━━━━━ Data extract
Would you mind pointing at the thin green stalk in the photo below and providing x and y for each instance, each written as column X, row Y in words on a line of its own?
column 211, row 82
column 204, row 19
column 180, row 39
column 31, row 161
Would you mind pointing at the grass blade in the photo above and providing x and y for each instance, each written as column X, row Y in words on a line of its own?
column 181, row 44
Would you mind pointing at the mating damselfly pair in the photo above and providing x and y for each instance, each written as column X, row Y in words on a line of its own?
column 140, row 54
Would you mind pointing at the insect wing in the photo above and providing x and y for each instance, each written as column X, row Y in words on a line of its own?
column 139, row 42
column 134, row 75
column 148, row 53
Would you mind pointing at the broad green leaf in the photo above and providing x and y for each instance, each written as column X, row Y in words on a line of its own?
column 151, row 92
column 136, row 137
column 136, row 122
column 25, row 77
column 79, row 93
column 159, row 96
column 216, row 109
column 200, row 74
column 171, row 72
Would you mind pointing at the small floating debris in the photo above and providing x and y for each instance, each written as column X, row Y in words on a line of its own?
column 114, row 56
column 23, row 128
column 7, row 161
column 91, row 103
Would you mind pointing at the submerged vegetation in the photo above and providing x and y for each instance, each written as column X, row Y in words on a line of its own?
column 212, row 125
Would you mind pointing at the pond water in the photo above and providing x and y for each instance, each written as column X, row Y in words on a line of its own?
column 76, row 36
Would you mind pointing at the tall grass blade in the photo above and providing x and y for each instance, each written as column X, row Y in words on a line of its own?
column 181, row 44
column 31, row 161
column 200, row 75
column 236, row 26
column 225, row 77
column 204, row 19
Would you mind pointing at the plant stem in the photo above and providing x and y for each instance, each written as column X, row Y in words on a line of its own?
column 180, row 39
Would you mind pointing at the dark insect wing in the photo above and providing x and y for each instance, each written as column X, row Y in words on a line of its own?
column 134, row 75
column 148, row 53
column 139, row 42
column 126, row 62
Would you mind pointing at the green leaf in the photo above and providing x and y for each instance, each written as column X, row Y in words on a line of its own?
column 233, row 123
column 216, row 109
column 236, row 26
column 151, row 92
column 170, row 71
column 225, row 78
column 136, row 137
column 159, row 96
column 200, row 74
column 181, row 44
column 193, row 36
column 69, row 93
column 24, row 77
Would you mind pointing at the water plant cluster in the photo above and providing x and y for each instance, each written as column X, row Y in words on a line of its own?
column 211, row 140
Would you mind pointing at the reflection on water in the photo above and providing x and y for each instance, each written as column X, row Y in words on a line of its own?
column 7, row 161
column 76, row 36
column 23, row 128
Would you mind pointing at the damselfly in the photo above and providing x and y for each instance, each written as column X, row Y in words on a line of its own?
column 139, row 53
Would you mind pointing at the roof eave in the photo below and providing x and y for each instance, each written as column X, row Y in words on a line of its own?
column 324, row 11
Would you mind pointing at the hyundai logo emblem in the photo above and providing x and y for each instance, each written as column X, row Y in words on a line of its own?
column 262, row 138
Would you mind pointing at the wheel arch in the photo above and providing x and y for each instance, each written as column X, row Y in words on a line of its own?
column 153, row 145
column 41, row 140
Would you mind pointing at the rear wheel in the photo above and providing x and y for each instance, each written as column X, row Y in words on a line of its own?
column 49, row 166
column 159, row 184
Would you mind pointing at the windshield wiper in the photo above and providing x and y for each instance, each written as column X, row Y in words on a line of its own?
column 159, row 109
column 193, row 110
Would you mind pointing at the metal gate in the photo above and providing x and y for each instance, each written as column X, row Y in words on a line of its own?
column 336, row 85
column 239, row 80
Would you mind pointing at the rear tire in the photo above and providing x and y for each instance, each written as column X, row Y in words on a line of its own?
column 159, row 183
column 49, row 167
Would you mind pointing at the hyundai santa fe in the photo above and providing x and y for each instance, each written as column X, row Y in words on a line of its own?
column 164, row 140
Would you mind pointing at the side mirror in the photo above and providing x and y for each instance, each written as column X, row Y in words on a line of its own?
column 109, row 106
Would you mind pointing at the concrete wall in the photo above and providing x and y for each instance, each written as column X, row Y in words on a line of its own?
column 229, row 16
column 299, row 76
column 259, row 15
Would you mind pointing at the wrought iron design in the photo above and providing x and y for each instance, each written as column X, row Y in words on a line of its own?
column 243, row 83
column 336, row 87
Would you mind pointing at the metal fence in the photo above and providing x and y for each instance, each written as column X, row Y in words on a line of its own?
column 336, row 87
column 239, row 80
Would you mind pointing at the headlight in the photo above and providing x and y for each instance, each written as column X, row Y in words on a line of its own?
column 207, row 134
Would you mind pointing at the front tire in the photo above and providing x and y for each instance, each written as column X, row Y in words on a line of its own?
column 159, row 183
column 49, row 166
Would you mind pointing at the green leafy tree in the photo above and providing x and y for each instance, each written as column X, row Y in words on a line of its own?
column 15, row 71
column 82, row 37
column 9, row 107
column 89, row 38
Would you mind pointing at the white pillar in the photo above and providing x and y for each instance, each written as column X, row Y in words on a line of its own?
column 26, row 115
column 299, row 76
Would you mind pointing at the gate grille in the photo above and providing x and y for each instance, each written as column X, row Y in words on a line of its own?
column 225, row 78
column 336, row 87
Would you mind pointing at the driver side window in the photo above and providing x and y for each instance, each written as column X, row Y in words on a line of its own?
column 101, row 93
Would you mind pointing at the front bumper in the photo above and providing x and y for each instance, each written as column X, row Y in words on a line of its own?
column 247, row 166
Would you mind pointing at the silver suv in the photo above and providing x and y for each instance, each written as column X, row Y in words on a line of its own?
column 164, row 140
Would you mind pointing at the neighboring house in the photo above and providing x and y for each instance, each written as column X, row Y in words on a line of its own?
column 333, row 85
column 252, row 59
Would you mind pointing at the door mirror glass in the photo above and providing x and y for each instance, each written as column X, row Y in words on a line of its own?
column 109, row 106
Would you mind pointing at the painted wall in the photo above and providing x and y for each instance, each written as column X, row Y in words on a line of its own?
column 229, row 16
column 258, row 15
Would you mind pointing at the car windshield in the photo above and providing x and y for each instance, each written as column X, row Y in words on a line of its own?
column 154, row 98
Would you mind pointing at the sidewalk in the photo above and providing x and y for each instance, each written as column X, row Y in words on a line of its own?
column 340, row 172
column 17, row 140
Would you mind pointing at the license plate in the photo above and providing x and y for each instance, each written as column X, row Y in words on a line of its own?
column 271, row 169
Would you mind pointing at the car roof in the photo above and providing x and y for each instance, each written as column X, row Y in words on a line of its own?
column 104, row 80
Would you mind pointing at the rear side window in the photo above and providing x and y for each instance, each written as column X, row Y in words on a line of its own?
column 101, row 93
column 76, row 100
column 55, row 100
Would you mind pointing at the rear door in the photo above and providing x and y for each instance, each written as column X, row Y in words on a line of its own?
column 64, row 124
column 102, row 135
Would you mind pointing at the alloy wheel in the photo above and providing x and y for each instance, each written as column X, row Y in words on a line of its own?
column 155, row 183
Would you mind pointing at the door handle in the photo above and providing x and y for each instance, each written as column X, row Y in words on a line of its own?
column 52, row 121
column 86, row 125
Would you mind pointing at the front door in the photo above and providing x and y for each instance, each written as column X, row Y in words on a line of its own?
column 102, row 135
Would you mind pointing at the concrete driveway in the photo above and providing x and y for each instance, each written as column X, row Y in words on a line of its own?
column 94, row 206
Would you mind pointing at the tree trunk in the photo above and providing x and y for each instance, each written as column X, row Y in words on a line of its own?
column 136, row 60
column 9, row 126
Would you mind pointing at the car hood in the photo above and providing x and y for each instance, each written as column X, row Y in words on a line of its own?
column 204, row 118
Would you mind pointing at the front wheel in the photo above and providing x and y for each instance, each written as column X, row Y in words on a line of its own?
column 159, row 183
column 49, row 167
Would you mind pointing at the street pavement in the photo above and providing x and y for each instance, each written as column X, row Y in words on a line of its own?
━━━━━━━━━━
### [Stated task]
Transcribe the records above without any change, beginning at the line that contains "Would you mind pointing at the dark" and stopping after the line that contains "column 193, row 110".

### [Answer to this exercise]
Would you mind pointing at the dark insect wing in the photo above and providing x and y for each instance, each written as column X, row Y in words on a line of its own?
column 134, row 75
column 148, row 53
column 139, row 42
column 126, row 62
Would you mind pointing at the green leaf in the photo above and providing x and y for each instance, each written as column X, row Y in words on a line of its own?
column 233, row 123
column 216, row 109
column 236, row 26
column 151, row 92
column 170, row 71
column 225, row 78
column 136, row 137
column 159, row 96
column 200, row 74
column 181, row 44
column 193, row 36
column 69, row 93
column 24, row 77
Would you mind pointing at the water plant cluster in the photo above and providing x and y for each instance, each written as column X, row Y in words on a line of its own?
column 211, row 140
Would you mind pointing at the reflection on water in the photo above and providing x and y for each instance, each written as column X, row Y in words on a line of its own?
column 7, row 161
column 76, row 36
column 23, row 128
Would you mind pointing at the damselfly in the photo above and providing x and y for each instance, each written as column X, row Y in words on a line of its own?
column 139, row 53
Would you mind pointing at the roof eave in the photo below and providing x and y for each instance, each written as column X, row Y in words on a line of its own?
column 324, row 11
Would you mind pointing at the hyundai logo emblem in the photo above and providing x and y for each instance, each written as column X, row Y in words on a line of its own?
column 262, row 138
Would you mind pointing at the wheel arch in the photo above and providing x and y for each instance, each written as column X, row Y in words on a line of its own?
column 153, row 145
column 41, row 140
Would you mind pointing at the rear wheel in the photo above and providing x and y for each instance, each written as column X, row Y in words on a line of its own?
column 49, row 166
column 159, row 184
Would you mind pointing at the windshield wiper in the photo above and providing x and y for each instance, each written as column X, row Y in words on a line of its own?
column 159, row 109
column 193, row 110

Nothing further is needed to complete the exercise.